PROBLEM TO SOLVE => Transcribe the passage of the financial accelerator model guide below word for word, starting at "DSGE models ·" and ending at "persistent output fluctuations?".

** start SOURCE EXCERPT **

DSGE models · Model guide
Adds leverage, collateral, and spread dynamics to a structural core so financial amplification becomes explicit.
How do leverage, collateral constraints, and endogenous credit spreads amplify and propagate macroeconomic shocks through the balance-sheet channel, and why do small disturbances produce large, persistent output fluctuations?
The financial accelerator grew out of the observation that standard DSGE models could not explain the severity of financial crises. Bernanke, Gertler, and Gilchrist (1999) - hereafter BGG - embedded a costly state verification (CSV) debt contract into a New Keynesian framework, building on Townsend (1979) and earlier work by Bernanke and Gertler (1989). The CSV setup gives rise to an external finance premium that is inversely related to borrower net worth, creating an endogenous wedge between the risk-free rate and the cost of external funds. The 2008 financial crisis made the model indispensable: it was the first DSGE framework that could rationalize how a moderate decline in housing prices could cascade into a near-depression through balance-sheet feedback.

** end SOURCE EXCERPT **
** start DATA **

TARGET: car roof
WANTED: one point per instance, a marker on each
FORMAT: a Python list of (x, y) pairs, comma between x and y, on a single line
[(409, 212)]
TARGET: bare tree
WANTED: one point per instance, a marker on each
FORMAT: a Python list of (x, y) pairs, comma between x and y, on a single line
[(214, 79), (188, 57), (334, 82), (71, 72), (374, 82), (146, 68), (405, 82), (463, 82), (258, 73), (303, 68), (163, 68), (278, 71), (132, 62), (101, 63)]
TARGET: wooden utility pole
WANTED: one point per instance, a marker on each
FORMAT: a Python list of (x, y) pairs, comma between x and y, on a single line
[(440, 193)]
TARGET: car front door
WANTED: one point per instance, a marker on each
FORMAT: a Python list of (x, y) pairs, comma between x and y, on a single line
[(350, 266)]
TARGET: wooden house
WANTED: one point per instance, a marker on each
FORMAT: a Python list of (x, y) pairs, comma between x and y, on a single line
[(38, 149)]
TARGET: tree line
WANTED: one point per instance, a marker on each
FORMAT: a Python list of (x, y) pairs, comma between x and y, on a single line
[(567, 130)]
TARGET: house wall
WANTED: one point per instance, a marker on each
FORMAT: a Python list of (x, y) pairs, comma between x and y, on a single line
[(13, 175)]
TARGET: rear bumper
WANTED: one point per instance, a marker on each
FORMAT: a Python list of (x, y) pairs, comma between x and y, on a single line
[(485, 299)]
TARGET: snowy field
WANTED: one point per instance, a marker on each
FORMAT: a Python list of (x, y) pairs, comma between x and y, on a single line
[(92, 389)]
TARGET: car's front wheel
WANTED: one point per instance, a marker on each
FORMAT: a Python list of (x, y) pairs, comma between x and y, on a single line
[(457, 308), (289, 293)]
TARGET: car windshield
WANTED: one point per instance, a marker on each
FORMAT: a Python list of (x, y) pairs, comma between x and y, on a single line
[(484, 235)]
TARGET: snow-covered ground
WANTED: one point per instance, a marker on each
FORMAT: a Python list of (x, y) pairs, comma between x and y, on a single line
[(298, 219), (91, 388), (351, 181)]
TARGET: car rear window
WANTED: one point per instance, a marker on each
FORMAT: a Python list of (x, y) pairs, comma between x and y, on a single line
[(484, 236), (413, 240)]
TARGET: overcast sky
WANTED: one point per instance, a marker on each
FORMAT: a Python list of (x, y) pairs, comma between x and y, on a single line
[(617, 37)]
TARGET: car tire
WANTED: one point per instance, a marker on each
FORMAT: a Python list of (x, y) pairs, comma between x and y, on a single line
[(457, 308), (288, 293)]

** end DATA **

EXPECTED ANSWER =>
DSGE models · Model guide
Adds leverage, collateral, and spread dynamics to a structural core so financial amplification becomes explicit.
How do leverage, collateral constraints, and endogenous credit spreads amplify and propagate macroeconomic shocks through the balance-sheet channel, and why do small disturbances produce large, persistent output fluctuations?